§ JOB: Rewrite the listing below with every "Sample output" changed to "Example output" and nothing else altered.

§ WORKING DATA:
——————

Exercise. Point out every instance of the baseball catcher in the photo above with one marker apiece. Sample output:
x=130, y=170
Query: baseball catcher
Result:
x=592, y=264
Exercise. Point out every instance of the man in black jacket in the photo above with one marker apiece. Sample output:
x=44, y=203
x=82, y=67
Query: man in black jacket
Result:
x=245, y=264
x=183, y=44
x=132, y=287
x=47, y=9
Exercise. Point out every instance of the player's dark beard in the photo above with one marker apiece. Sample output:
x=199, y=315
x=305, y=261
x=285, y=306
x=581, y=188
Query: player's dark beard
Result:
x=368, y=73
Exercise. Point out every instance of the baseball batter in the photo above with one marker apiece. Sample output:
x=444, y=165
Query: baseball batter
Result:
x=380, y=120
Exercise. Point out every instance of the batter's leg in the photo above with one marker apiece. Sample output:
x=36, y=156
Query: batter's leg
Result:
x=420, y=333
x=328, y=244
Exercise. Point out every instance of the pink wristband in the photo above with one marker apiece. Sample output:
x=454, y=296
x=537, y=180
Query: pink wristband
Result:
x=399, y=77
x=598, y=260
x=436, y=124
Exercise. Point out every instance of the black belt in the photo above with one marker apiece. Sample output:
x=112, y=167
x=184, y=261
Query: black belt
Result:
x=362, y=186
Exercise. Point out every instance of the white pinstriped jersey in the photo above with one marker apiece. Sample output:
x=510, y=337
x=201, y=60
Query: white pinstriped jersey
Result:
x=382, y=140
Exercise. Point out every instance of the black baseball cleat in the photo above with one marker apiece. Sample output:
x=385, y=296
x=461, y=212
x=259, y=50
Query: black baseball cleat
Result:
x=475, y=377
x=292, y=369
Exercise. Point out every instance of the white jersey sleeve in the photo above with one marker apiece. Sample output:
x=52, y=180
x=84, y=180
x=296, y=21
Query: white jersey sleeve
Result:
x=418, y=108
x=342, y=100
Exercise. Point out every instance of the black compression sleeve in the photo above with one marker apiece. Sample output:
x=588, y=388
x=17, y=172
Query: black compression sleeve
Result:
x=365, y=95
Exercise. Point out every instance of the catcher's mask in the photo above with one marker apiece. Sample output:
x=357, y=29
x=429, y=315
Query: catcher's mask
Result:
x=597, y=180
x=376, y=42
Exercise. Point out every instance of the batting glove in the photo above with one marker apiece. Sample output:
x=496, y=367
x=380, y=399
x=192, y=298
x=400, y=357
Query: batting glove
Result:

——————

§ RESPONSE FOR THIS EXERCISE:
Exercise. Point out every instance of the baseball catcher in the photo above with one marker apiece. Example output:
x=130, y=170
Query: baseball catcher
Result:
x=592, y=264
Exercise. Point out every instance of the man in black jacket in the photo above with one marker apiece. Example output:
x=44, y=203
x=82, y=67
Query: man in black jacket
Result:
x=245, y=264
x=183, y=44
x=132, y=287
x=47, y=9
Exercise. Point out every instance of the player's dark beard in the photo above with one marker apiece. Example output:
x=199, y=315
x=305, y=261
x=285, y=306
x=581, y=188
Query: player's dark beard
Result:
x=368, y=73
Exercise. Point out every instance of the baseball batter in the photo above with one marker apiece. Example output:
x=444, y=165
Query: baseball batter
Result:
x=380, y=120
Exercise. Point out every instance of the batter's leg in the photo above with one marker apiece. Example output:
x=36, y=156
Query: batter's leg
Result:
x=420, y=333
x=328, y=244
Exercise. Point out every instance of the pink wristband in the photo above with one marker apiece. Example output:
x=454, y=296
x=537, y=180
Query: pink wristband
Result:
x=399, y=77
x=598, y=260
x=436, y=124
Exercise. Point out every instance of the black belt in the photo above with one marker apiece. Example output:
x=112, y=167
x=184, y=261
Query: black belt
Result:
x=362, y=186
Exercise. Point out every instance of the white pinstriped jersey in the photo above with one marker apiece. Example output:
x=510, y=337
x=201, y=60
Query: white pinstriped jersey
Result:
x=382, y=140
Exercise. Point out every instance of the black baseball cleat in the photo above with one marker apiece. Example output:
x=385, y=296
x=461, y=212
x=259, y=50
Query: black baseball cleat
Result:
x=475, y=377
x=292, y=369
Exercise. Point out every instance of the white jersey sleeve in the photo above with one marker apiece. Example output:
x=52, y=180
x=84, y=180
x=296, y=21
Query: white jersey sleeve
Result:
x=418, y=108
x=342, y=100
Exercise. Point out every instance of the black compression sleeve in the photo above with one marker apiece. Example output:
x=588, y=388
x=17, y=172
Query: black compression sleeve
Result:
x=365, y=95
Exercise. Point out every instance of the catcher's mask in the photo above with one marker apiece. Example output:
x=357, y=29
x=429, y=315
Query: catcher's mask
Result:
x=597, y=180
x=376, y=42
Exercise. Point out every instance of the batting glove in the photo above with one marker apiece. Example output:
x=496, y=367
x=380, y=399
x=192, y=298
x=400, y=357
Query: batting glove
Result:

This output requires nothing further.